Using the listing below, print exactly everything from the line with "shape [[456, 273]]." down to the line with "shape [[355, 469]].", both included, and nothing more.

Data for review Block Start

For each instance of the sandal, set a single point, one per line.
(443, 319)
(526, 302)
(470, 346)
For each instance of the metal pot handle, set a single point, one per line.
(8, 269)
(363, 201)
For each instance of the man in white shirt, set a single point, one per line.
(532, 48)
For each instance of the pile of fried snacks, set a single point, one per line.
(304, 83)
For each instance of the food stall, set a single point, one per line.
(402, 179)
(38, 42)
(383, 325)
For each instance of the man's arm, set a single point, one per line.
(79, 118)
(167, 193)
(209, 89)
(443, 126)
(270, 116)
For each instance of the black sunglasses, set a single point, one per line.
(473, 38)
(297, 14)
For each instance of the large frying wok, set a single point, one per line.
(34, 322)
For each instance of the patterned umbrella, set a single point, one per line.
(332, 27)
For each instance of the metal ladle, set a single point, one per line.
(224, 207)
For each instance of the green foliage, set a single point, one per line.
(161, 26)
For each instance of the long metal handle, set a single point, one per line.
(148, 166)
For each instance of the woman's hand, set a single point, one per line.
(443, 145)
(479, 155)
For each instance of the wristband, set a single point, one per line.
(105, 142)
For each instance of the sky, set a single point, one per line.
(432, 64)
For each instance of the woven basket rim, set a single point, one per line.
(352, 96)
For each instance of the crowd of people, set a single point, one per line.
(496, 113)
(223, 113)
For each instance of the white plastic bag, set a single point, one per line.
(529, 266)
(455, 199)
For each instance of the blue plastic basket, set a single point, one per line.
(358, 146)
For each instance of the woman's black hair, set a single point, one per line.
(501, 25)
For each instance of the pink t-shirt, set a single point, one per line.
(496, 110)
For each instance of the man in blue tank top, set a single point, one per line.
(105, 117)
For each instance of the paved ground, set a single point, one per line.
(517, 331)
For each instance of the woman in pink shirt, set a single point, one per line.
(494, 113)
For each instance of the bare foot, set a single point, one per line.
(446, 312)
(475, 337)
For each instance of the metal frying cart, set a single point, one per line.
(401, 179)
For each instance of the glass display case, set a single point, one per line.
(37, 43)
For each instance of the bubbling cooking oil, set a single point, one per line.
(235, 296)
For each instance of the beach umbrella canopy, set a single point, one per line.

Data for review Block End
Data for review Block Start

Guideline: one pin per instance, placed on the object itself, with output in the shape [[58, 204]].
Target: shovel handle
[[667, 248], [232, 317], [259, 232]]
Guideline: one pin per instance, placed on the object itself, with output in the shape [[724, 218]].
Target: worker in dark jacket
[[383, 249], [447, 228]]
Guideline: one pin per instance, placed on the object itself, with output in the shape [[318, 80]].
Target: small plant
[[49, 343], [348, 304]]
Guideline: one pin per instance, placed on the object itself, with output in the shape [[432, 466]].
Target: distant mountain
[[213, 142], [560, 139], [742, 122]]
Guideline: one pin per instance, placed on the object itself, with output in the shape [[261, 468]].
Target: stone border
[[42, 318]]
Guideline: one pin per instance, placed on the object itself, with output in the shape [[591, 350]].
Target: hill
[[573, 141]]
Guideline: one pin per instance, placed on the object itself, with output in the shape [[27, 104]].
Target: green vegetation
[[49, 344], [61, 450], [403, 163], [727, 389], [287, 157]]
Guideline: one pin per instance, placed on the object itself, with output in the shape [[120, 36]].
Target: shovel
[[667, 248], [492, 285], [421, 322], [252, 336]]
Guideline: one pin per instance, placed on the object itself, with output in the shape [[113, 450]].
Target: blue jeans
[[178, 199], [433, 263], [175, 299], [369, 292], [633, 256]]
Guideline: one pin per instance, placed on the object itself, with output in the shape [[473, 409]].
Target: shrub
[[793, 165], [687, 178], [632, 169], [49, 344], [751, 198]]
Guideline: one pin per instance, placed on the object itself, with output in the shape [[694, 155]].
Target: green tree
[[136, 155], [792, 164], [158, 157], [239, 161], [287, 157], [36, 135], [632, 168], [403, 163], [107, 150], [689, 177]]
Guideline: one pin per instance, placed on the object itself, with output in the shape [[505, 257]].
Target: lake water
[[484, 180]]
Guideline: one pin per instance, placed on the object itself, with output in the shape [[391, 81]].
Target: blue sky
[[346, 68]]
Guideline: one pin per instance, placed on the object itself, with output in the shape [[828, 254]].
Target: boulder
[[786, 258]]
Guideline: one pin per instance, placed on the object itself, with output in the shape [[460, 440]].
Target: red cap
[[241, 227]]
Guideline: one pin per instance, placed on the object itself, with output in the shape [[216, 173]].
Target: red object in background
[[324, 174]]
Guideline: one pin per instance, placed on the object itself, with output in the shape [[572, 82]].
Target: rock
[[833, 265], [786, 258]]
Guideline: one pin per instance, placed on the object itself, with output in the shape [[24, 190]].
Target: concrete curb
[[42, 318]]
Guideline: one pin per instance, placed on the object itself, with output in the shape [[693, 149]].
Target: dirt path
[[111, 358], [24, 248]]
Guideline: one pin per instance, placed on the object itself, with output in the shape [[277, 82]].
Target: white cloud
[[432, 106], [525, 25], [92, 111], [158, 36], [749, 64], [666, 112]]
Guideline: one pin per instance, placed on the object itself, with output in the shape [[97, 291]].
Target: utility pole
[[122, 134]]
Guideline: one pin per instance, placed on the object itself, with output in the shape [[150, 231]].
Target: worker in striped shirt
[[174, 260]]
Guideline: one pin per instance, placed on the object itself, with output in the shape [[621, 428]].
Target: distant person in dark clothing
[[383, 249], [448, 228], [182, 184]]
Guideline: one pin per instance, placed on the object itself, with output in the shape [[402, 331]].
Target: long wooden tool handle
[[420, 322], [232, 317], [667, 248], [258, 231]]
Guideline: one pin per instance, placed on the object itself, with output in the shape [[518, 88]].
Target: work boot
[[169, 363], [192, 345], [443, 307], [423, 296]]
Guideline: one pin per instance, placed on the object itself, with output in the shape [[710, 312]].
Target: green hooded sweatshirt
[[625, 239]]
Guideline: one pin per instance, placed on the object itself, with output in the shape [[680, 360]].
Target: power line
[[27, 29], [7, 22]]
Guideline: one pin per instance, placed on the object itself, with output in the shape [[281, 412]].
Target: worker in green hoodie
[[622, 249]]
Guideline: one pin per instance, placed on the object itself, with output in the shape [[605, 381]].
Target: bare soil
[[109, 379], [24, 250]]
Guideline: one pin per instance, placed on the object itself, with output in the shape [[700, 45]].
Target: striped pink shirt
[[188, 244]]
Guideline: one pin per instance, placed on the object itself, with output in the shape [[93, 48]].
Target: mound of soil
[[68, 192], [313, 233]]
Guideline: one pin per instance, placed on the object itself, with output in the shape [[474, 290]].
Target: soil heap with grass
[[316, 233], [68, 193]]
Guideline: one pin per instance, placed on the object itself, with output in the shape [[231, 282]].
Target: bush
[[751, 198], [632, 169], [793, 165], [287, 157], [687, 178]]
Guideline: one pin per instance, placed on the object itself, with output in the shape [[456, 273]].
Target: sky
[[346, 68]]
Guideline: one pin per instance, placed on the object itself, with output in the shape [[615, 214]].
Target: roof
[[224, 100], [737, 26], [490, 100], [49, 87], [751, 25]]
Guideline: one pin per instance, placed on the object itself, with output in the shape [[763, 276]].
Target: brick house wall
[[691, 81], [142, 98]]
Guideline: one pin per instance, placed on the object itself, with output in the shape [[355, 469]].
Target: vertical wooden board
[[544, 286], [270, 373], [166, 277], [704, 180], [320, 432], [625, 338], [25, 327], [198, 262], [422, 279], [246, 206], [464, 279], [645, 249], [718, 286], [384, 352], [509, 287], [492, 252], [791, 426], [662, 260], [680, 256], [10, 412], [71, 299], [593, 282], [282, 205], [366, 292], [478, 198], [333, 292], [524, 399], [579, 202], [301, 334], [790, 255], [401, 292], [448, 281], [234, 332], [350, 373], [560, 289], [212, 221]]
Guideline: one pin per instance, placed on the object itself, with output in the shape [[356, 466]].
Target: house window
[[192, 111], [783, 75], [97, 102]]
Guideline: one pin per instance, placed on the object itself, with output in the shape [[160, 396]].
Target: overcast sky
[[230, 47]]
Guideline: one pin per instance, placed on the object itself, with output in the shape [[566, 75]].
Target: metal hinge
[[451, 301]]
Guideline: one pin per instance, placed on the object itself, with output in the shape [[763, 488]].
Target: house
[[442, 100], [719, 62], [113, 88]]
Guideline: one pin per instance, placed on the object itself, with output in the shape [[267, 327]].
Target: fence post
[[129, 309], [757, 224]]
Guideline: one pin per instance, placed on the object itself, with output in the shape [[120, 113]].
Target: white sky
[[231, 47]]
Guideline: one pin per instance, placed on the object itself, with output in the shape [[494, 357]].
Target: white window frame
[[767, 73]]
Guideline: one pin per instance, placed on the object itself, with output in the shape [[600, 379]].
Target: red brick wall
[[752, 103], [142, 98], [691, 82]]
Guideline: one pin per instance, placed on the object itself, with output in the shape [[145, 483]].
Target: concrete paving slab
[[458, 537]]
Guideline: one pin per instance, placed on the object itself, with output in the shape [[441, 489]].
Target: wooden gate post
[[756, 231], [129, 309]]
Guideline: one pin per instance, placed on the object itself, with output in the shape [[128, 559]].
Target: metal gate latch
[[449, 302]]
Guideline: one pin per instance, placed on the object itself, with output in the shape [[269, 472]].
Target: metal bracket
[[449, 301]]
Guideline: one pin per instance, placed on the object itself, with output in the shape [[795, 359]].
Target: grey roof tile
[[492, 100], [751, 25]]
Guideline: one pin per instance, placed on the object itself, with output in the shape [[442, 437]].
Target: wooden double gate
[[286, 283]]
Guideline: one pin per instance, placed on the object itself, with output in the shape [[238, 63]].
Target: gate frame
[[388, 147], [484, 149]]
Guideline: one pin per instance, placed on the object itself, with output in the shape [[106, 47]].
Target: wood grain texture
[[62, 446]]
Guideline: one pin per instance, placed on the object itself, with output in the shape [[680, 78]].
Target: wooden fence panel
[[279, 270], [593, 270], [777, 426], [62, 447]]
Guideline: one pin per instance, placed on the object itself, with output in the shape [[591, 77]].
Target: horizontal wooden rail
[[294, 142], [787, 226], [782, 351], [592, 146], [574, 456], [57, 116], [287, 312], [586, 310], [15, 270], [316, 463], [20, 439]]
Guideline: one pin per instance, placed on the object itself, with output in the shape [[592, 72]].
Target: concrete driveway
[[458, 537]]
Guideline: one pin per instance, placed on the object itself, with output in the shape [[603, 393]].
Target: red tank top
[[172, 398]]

Data for review Block End
Data for review Block Start

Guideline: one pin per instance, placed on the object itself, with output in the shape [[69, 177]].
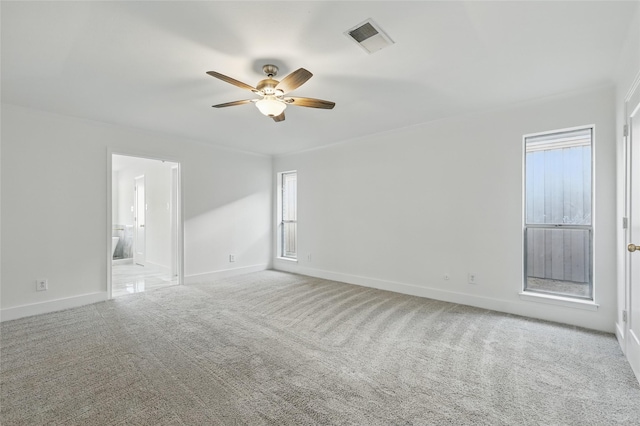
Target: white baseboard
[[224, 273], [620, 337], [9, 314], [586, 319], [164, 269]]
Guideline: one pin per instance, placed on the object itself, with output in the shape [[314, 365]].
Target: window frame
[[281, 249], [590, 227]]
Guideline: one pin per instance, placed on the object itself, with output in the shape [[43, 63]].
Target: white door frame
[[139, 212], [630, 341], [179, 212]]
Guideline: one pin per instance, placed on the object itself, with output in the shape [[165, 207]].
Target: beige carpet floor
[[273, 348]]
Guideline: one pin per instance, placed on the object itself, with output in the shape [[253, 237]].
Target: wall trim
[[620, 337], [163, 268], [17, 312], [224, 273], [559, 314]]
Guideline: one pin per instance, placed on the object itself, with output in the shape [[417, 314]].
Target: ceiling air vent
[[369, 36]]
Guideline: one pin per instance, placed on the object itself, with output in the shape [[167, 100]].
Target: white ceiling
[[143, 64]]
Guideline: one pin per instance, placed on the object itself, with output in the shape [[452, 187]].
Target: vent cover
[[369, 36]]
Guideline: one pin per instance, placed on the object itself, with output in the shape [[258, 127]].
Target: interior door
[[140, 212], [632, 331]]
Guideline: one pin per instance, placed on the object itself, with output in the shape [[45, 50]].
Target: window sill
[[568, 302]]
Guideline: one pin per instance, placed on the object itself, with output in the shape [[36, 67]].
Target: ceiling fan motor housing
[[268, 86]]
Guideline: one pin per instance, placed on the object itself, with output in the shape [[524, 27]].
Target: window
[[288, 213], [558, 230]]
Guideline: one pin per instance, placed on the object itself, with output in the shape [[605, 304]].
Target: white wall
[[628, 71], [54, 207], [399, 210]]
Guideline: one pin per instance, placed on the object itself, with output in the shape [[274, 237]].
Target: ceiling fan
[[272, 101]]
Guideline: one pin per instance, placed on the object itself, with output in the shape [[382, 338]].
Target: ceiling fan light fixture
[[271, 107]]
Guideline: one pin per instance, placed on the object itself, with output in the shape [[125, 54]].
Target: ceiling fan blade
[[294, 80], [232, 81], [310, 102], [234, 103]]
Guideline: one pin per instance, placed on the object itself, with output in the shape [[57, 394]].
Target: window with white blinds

Data for review Block End

* _Output for this task_
Guideline: one pin per instance, placed on the object itself, with output in the shape [[456, 273]].
Target: sky
[[346, 68]]
Guideline: one pin per instance, placed on the object itself, with output in the shape [[615, 214]].
Target: roof
[[224, 100], [737, 26], [490, 100], [49, 87], [751, 25]]
Guideline: one pin per instance, placed on the object itself, with output in the shape [[763, 276]].
Target: brick house wall
[[691, 81], [142, 98]]
Guideline: one pin per instance, placed on the object itself, with output in the shape [[355, 469]].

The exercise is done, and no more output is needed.